» To do
Output exactly the lines between the line that contains "Where can you find the red salsa" and the last line of the material, counting both.

════════════════

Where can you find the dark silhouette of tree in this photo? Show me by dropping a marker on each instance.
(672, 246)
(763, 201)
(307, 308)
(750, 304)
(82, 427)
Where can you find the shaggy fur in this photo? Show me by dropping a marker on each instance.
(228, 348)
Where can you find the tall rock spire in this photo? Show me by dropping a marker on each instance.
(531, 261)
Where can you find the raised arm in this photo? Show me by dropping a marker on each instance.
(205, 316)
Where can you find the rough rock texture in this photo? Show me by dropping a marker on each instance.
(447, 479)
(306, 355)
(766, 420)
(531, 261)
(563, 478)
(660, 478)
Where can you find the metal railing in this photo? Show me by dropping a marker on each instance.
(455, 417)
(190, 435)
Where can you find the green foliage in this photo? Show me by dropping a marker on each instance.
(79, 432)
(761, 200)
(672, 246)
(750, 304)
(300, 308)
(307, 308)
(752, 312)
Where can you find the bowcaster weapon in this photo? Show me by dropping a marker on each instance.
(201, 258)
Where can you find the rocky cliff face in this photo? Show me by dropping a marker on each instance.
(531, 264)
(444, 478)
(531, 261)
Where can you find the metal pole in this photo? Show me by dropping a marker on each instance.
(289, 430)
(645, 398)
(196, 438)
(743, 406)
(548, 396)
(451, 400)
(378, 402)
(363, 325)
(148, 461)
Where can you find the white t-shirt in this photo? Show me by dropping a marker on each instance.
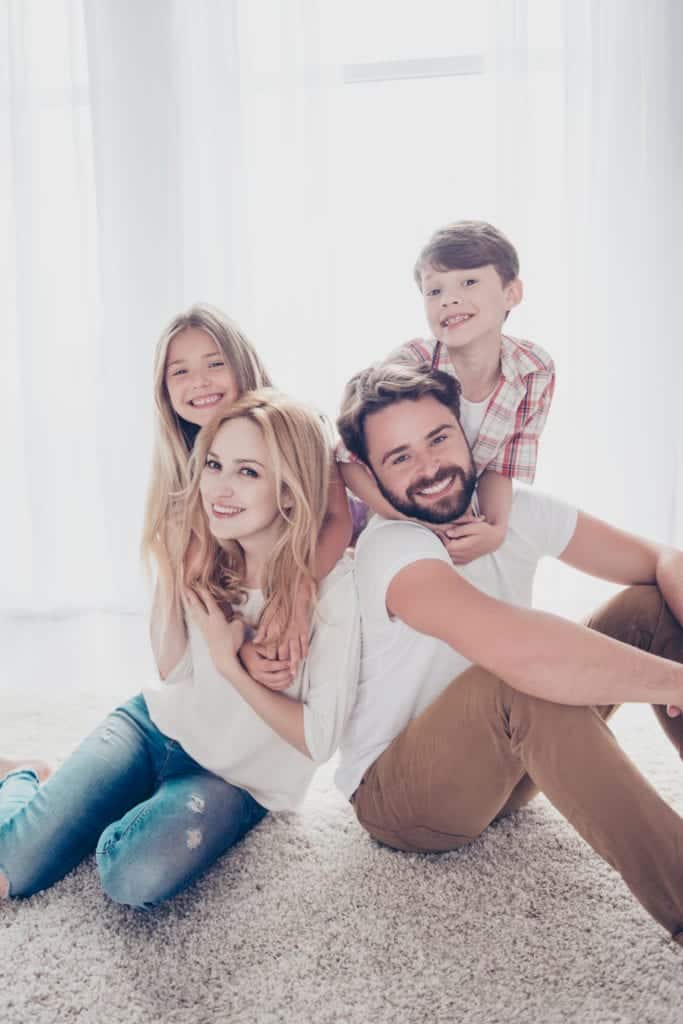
(471, 418)
(200, 709)
(403, 671)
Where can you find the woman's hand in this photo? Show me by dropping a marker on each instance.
(273, 643)
(272, 674)
(223, 638)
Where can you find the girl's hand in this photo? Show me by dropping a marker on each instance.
(273, 675)
(273, 643)
(224, 639)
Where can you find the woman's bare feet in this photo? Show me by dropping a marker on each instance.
(41, 768)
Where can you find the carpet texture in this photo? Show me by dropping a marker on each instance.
(308, 920)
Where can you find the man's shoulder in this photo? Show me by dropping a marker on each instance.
(396, 540)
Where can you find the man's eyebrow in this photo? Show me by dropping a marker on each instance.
(403, 448)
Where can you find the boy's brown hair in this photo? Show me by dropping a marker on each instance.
(383, 384)
(467, 244)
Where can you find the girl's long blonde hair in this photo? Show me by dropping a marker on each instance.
(298, 449)
(174, 436)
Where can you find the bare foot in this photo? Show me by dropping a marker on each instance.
(41, 768)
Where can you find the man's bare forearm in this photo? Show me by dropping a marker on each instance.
(536, 652)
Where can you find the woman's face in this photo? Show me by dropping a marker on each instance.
(198, 379)
(238, 485)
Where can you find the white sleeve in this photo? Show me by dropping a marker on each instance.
(331, 670)
(550, 521)
(385, 547)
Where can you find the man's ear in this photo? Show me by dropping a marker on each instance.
(514, 292)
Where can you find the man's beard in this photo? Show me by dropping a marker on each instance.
(451, 507)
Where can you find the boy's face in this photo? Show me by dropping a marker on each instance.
(464, 306)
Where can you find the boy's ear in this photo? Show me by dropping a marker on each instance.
(513, 294)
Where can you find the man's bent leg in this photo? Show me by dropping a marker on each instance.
(455, 768)
(640, 616)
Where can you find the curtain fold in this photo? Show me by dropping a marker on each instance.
(158, 154)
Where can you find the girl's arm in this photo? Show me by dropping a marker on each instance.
(284, 715)
(289, 646)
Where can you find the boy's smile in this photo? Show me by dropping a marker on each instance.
(463, 306)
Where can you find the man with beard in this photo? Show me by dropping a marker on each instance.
(469, 702)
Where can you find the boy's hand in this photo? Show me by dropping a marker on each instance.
(271, 641)
(224, 639)
(273, 675)
(471, 538)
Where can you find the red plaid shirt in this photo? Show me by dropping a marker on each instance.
(508, 439)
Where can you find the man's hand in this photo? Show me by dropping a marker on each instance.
(292, 646)
(470, 538)
(223, 639)
(272, 674)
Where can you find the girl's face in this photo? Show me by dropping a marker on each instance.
(198, 379)
(238, 485)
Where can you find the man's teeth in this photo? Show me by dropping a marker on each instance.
(207, 399)
(436, 487)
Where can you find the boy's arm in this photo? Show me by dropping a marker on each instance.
(536, 652)
(361, 482)
(474, 538)
(336, 532)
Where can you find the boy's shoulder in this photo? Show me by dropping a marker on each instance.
(522, 357)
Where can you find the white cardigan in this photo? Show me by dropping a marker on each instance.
(205, 714)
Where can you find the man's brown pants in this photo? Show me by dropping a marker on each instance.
(482, 750)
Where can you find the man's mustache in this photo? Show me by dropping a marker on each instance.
(441, 474)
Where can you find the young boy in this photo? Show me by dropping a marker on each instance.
(468, 275)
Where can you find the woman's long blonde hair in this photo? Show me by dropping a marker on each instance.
(298, 448)
(174, 436)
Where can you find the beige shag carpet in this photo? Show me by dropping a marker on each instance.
(310, 921)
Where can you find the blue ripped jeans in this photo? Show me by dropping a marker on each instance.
(156, 818)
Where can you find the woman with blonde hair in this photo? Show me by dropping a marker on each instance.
(177, 775)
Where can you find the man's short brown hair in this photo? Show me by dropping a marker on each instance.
(384, 384)
(467, 244)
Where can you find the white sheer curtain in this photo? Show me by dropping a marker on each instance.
(161, 153)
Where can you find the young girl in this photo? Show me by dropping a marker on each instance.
(203, 363)
(178, 774)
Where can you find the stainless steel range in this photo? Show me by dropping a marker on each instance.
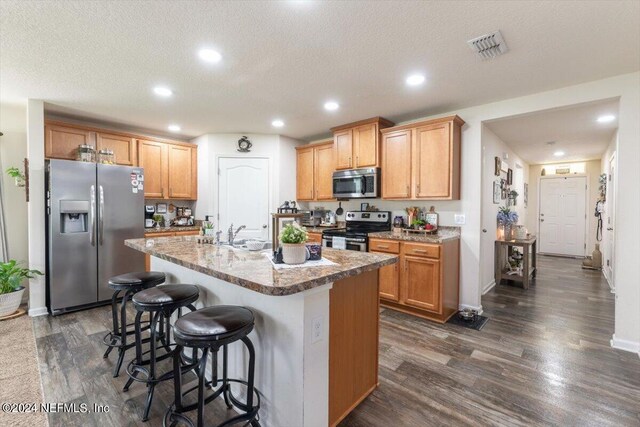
(355, 236)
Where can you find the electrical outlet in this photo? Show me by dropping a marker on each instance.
(316, 329)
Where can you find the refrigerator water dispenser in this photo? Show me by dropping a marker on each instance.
(74, 216)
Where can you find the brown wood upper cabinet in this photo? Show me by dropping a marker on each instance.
(421, 161)
(170, 170)
(357, 145)
(123, 147)
(314, 169)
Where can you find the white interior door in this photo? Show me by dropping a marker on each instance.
(563, 215)
(610, 213)
(243, 196)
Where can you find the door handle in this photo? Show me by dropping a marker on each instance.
(92, 212)
(101, 216)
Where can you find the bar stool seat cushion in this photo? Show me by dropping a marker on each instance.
(213, 323)
(166, 295)
(144, 279)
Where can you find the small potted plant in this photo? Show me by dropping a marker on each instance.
(11, 289)
(17, 175)
(293, 239)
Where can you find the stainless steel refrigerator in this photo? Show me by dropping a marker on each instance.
(91, 209)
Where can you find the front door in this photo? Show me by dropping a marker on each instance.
(243, 196)
(563, 215)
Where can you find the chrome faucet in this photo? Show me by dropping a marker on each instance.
(231, 235)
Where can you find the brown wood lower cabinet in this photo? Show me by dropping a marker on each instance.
(425, 282)
(147, 257)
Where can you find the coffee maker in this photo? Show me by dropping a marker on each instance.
(149, 211)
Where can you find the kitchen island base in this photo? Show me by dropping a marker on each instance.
(316, 351)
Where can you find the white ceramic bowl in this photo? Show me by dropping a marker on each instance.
(254, 245)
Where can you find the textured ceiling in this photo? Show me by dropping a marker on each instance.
(574, 130)
(283, 59)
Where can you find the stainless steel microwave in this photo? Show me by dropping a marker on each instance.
(356, 184)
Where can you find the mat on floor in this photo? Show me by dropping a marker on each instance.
(20, 373)
(476, 324)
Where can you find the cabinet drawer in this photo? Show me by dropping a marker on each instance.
(421, 249)
(384, 246)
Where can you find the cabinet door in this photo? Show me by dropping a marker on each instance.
(304, 174)
(421, 283)
(152, 157)
(389, 282)
(396, 165)
(61, 142)
(344, 149)
(433, 160)
(324, 167)
(365, 146)
(182, 166)
(123, 147)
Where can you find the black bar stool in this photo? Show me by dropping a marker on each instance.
(209, 329)
(129, 283)
(160, 302)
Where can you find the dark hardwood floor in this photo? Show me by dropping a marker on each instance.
(542, 359)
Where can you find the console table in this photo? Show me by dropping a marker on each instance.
(528, 260)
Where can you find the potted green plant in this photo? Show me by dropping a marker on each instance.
(11, 277)
(294, 248)
(17, 175)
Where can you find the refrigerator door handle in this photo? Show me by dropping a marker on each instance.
(101, 216)
(92, 213)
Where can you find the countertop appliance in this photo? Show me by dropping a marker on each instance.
(91, 209)
(358, 226)
(356, 184)
(149, 211)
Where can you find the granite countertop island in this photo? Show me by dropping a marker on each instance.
(304, 317)
(254, 270)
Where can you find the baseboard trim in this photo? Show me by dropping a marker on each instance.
(39, 311)
(625, 345)
(478, 308)
(488, 286)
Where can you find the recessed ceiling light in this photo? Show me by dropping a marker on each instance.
(415, 79)
(331, 105)
(209, 55)
(162, 91)
(606, 119)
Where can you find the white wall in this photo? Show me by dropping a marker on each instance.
(592, 169)
(278, 149)
(493, 146)
(607, 216)
(627, 244)
(13, 150)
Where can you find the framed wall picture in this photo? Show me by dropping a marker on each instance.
(161, 208)
(497, 192)
(498, 166)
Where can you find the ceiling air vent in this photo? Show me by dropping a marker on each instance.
(488, 46)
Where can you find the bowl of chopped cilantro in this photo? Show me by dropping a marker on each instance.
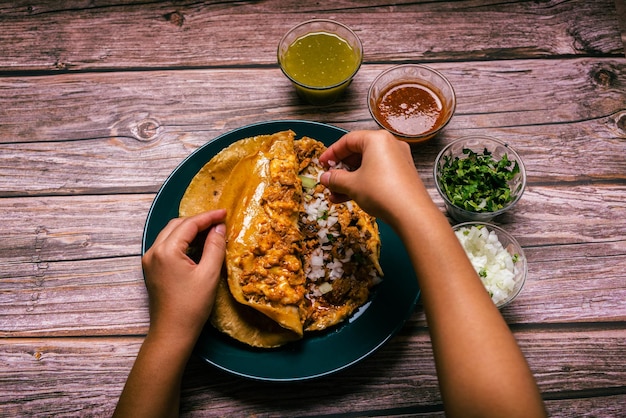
(479, 178)
(497, 258)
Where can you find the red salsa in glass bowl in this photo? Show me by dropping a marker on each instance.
(413, 102)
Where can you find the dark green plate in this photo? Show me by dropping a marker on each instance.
(392, 302)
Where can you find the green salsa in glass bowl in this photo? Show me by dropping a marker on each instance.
(320, 57)
(479, 178)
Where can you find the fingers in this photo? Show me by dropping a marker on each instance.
(180, 232)
(214, 250)
(347, 149)
(337, 182)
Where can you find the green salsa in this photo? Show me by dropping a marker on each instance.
(320, 59)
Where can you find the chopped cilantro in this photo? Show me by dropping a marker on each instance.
(478, 182)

════════════════

» Response to the task
Where can you find the red salsa in glass bowl in this photo? Show me by dropping a marker on each instance.
(413, 102)
Where can you find the dark green plate in this photo? Show me by dropping a marker on each instance.
(392, 302)
Where can you find the green salsa in glass bowl in this photo? Show me by dropping a marker on each instance.
(320, 57)
(479, 178)
Where can you find the fingers in this photo? Show me by dropping a marker on each instance.
(180, 232)
(214, 250)
(347, 149)
(337, 182)
Where can you find the green salsa in this photo? Show me by dropping a marker on each instance.
(320, 59)
Where can you find the chopped cilantro in this photo? Show me by dropping a marker on each instance.
(478, 182)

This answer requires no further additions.